| Given text |
───

What I am talking about of course is customizing new born children. It is not hard to pick and choose traits, it is not even that hard to cross species. Then, anything that isn’t done genetically can almost always be accomplished cybernetically or physically.

This is the privilege that initially was only available to some and which was abused by several. Classism became biological as well as economic. The rich grew children with special abilities. They built savants and synaesthetic. They built mental and physical prodigies of ever type. Even rich adults found ways to improve their bodies either with machines or with surgical additions of new body parts. The poor reproduced the old fashioned way. They fell further and further behind.

It was not until war broke out against a group of people who wished to wipe out inferior humanity that the problem of classism was truly dealt with. It is sad that clone and chimera armies of mean superhumans had to come into being before we decided to take the initiative to fully and fairly regulate the gene trade, the cyber-augmentation trade, and the physical splicing trade.

Now anyone has the right to change one’s body or the body of one’s progeny. However, for those augmentations which are considered dangerous or wrong, special licenses must be maintained and the subject must agree to the procedure. Newborn chimera humans are illegal.

The regulations have functioned with a large margin of success over the last few decades, but with so many new colonies being formed off planet, it may no longer be possible to regulate what humanity becomes.

───

| Data extract |
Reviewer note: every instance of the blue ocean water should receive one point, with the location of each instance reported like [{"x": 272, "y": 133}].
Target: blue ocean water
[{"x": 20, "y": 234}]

───

| Activity list |
[1] In the passage on customizing newborn children, quote the wording from "This is the" up to and including "physical splicing trade.".
[2] Answer these from the passage on customizing newborn children:
(a) How did the poor reproduce?
(b) What kind of newborn humans are illegal?
(c) What is being formed off planet in large numbers?

| Expected results |
[1]
This is the privilege that initially was only available to some and which was abused by several. Classism became biological as well as economic. The rich grew children with special abilities. They built savants and synaesthetic. They built mental and physical prodigies of ever type. Even rich adults found ways to improve their bodies either with machines or with surgical additions of new body parts. The poor reproduced the old fashioned way. They fell further and further behind.

It was not until war broke out against a group of people who wished to wipe out inferior humanity that the problem of classism was truly dealt with. It is sad that clone and chimera armies of mean superhumans had to come into being before we decided to take the initiative to fully and fairly regulate the gene trade, the cyber-augmentation trade, and the physical splicing trade.

[2]
(a) The old fashioned way.
(b) Newborn chimera humans.
(c) New colonies.